Required task 1 – Name every item that the passage on customer service says should not be mistaken for a company's greatest assets.

Extracted text –
◆ ◆ ◆ ◆

As Micheal LeBoeuf stated in his masterpiece book, How To Win Customers and Keep Them For Life. “I’m a nice customer. You all know me. I’m the one who never complains, no matter what kind of service I get. I never kick. I never nag. I never criticize.

And I wouldn’t dream of making a scene, as I’ve seen some people do in public places, no matter how bad the service is. I think that’s uncalled for.

No, I’m the nice customer. And I’ll tell you who else I am…

I’m the customer who never comes back.”

When we think of success in business, most of us think in terms of dollars and cents, statistics and figures. Yet all those measures of success are determined by the behavior of customers and the employees who serve them.

Reward customers, and you’ll create more of them and keep them coming back. But fail to reward your customers and you’re out of business. That’s not only a promise, that’s the Greatest Business Secret in the World.

It’s so simple isn’t it?

So obvious. But so ignored.

Don’t ever make the mistake of thinking of buildings, computers, consultants, or even employees as your company’s greatest assets. Every company’s greatest assets are its customers, because without customers there is no company. It’s that simple.

Better Than Selling:

Selling, believe it or not, is very simple. Focus on what customer’s want and need, and help them to buy what’s best for them, and make them feel good about it. Three key points that all of us in business need to know and understand. They are:

1. The most important goal of any employee, including sales persons, is to create and keep customers.

◆ ◆ ◆ ◆

Task data –
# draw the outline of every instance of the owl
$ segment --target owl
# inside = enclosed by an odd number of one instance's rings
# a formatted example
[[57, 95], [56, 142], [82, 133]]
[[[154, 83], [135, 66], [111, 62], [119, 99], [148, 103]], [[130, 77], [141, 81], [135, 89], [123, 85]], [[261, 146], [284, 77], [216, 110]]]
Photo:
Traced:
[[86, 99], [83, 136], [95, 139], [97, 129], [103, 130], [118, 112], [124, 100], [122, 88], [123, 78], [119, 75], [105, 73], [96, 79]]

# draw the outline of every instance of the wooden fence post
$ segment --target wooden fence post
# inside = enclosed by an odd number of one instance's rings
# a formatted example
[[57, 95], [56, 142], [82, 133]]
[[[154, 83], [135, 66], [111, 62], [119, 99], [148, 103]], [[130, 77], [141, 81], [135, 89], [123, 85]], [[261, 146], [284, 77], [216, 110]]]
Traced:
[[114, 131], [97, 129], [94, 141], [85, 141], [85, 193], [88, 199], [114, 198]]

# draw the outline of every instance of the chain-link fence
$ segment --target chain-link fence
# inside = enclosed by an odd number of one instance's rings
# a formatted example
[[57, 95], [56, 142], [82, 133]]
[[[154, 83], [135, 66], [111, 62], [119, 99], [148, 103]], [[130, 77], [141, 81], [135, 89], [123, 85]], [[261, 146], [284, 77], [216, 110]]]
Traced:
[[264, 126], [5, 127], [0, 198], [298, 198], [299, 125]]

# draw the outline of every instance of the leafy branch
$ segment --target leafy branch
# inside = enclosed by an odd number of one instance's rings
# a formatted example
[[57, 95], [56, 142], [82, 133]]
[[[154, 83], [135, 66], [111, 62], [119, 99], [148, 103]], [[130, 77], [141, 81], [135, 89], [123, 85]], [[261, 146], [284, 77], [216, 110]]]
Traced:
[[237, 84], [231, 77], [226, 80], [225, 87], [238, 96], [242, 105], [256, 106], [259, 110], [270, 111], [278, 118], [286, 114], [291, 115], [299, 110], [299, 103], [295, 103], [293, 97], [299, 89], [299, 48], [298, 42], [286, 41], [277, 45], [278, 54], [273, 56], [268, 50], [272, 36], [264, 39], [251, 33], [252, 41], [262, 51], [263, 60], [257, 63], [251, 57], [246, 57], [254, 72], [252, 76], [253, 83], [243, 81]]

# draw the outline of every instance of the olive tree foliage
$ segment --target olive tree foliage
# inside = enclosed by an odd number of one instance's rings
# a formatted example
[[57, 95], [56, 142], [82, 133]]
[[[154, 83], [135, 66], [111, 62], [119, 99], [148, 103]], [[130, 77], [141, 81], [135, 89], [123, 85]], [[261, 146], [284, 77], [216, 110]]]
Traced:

◆ ◆ ◆ ◆

Required task 2 – Convert the stretch of the records from the line containing "# draw the outline of every instance of the leafy" through the end of the records into a Markdown table with the columns Row and Line, numbering each line and omitting blank lines.

Task solution 1 – buildings, computers, consultants, employees

Task solution 2 –
| Row | Line |
|---|---|
| 1 | # draw the outline of every instance of the leafy branch |
| 2 | $ segment --target leafy branch |
| 3 | # inside = enclosed by an odd number of one instance's rings |
| 4 | # a formatted example |
| 5 | [[57, 95], [56, 142], [82, 133]] |
| 6 | [[[154, 83], [135, 66], [111, 62], [119, 99], [148, 103]], [[130, 77], [141, 81], [135, 89], [123, 85]], [[261, 146], [284, 77], [216, 110]]] |
| 7 | Traced: |
| 8 | [[237, 84], [231, 77], [226, 80], [225, 87], [238, 96], [242, 105], [256, 106], [259, 110], [270, 111], [278, 118], [286, 114], [291, 115], [299, 110], [299, 103], [295, 103], [293, 97], [299, 89], [299, 48], [298, 42], [286, 41], [277, 45], [278, 54], [273, 56], [268, 50], [272, 36], [264, 39], [251, 33], [252, 41], [262, 51], [263, 60], [257, 63], [251, 57], [246, 57], [254, 72], [252, 76], [253, 83], [243, 81]] |
| 9 | # draw the outline of every instance of the olive tree foliage |
| 10 | $ segment --target olive tree foliage |
| 11 | # inside = enclosed by an odd number of one instance's rings |
| 12 | # a formatted example |
| 13 | [[57, 95], [56, 142], [82, 133]] |
| 14 | [[[154, 83], [135, 66], [111, 62], [119, 99], [148, 103]], [[130, 77], [141, 81], [135, 89], [123, 85]], [[261, 146], [284, 77], [216, 110]]] |
| 15 | Traced: |